Page 4 begins a list of arguments in favor of the closed mind, each with a rebuttal. I don't agree with any of the arguments for the closed mind, but I also don't agree with some of the rebuttals. Some comments and criticisms follow:
#1 Rebuttal relies on evolutionary psychology which is false.
#2 Assumes we have to continue to believe refuted ideas in order to continue considering them. We don't. We can take a more sophisticated view that something is both refuted and worth trying to save (create a related idea that isn't refuted), without actually believing the refuted idea.
#3 Rebuttal is too weak and concedes too much. It concedes that people can get stuck in frameworks but points out that not everyone will. A better answer is Popper's criticism of frameworks in The Myth of the Framework; we don't need to make concessions here.
Also the rebuttal says "the Sapir-Whorf hypothesis has been shown to be false" but doesn't include any source nor enough explanation to judge or criticize this idea well; apparently the reader is intended to believe there is persuasive, unspecified research on the matter and take it on authority.
○ ○ ○
Tasks and exercises >>
A: Reproduce the comments on the arguments for the closed mind word for word, everything from "Page 4 begins" down to "make concessions here.".
B: In the comments on the arguments for the closed mind, list every argument number that is given its own comment.
○ ○ ○
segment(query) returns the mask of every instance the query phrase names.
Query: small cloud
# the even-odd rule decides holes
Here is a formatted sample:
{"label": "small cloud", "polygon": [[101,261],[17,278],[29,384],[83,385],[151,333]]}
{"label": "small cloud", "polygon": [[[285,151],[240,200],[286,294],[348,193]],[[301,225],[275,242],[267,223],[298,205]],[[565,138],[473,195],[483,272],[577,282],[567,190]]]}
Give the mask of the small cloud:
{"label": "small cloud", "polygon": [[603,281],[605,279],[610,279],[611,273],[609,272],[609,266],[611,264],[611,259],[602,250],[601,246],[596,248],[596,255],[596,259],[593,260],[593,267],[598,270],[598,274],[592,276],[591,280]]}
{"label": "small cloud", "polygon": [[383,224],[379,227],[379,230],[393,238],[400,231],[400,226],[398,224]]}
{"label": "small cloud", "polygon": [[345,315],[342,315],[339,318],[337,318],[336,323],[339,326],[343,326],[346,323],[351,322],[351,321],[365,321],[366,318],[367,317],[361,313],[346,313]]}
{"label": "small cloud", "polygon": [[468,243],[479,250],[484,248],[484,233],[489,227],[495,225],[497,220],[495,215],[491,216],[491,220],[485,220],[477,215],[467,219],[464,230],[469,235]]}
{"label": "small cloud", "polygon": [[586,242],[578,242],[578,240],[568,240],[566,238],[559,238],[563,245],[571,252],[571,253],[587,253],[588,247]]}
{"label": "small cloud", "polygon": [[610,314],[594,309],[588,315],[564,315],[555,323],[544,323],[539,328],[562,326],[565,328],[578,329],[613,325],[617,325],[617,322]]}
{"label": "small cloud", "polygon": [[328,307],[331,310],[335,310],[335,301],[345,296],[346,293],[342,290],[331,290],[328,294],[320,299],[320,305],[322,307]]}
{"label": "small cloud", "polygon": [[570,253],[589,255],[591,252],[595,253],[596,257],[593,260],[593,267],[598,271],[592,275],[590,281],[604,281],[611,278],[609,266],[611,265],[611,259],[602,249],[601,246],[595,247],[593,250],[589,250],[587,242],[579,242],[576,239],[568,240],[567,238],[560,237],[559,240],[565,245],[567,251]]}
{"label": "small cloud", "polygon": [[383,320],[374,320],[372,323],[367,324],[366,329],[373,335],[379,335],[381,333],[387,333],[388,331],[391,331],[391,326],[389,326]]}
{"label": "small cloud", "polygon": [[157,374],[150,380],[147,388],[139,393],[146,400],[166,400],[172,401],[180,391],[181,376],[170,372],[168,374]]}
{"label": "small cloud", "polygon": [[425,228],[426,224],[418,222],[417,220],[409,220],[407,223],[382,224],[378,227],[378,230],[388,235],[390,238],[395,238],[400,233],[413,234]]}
○ ○ ○
Results for each task >>
A:
Page 4 begins a list of arguments in favor of the closed mind, each with a rebuttal. I don't agree with any of the arguments for the closed mind, but I also don't agree with some of the rebuttals. Some comments and criticisms follow:
#1 Rebuttal relies on evolutionary psychology which is false.
#2 Assumes we have to continue to believe refuted ideas in order to continue considering them. We don't. We can take a more sophisticated view that something is both refuted and worth trying to save (create a related idea that isn't refuted), without actually believing the refuted idea.
#3 Rebuttal is too weak and concedes too much. It concedes that people can get stuck in frameworks but points out that not everyone will. A better answer is Popper's criticism of frameworks in The Myth of the Framework; we don't need to make concessions here.

B: #1, #2, #3